Object location annotation records
===

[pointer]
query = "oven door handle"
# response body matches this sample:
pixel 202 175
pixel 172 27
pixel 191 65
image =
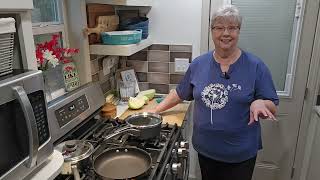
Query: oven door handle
pixel 25 104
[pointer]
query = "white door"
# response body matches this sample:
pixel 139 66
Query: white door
pixel 282 34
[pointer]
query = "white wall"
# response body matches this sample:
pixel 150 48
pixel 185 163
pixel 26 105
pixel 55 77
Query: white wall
pixel 176 22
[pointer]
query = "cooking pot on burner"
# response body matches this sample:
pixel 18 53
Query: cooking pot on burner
pixel 76 154
pixel 143 125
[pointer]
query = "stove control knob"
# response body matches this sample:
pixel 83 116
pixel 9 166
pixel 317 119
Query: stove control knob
pixel 184 144
pixel 176 167
pixel 182 152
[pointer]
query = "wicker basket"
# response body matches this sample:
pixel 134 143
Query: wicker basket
pixel 7 30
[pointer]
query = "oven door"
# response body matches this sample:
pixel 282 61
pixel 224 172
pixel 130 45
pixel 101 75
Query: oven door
pixel 24 130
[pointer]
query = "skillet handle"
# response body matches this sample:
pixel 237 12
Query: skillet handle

===

EXERCISE TASK: Lay out the records from their start through the line holding "pixel 282 34", both ends included, as a Markdown table with the columns Number and Record line. Skip blank lines, and leave the pictures out of the table.

WORKED SOLUTION:
| Number | Record line |
|---|---|
| 1 | [pointer] |
| 2 | query = "oven door handle" |
| 3 | # response body matches this sample: |
| 4 | pixel 202 175 |
| 5 | pixel 172 27 |
| 6 | pixel 191 65 |
| 7 | image = |
| 8 | Query: oven door handle |
| 9 | pixel 25 104 |
| 10 | [pointer] |
| 11 | query = "white door" |
| 12 | # response body matches this sample: |
| 13 | pixel 139 66 |
| 14 | Query: white door |
| 15 | pixel 282 34 |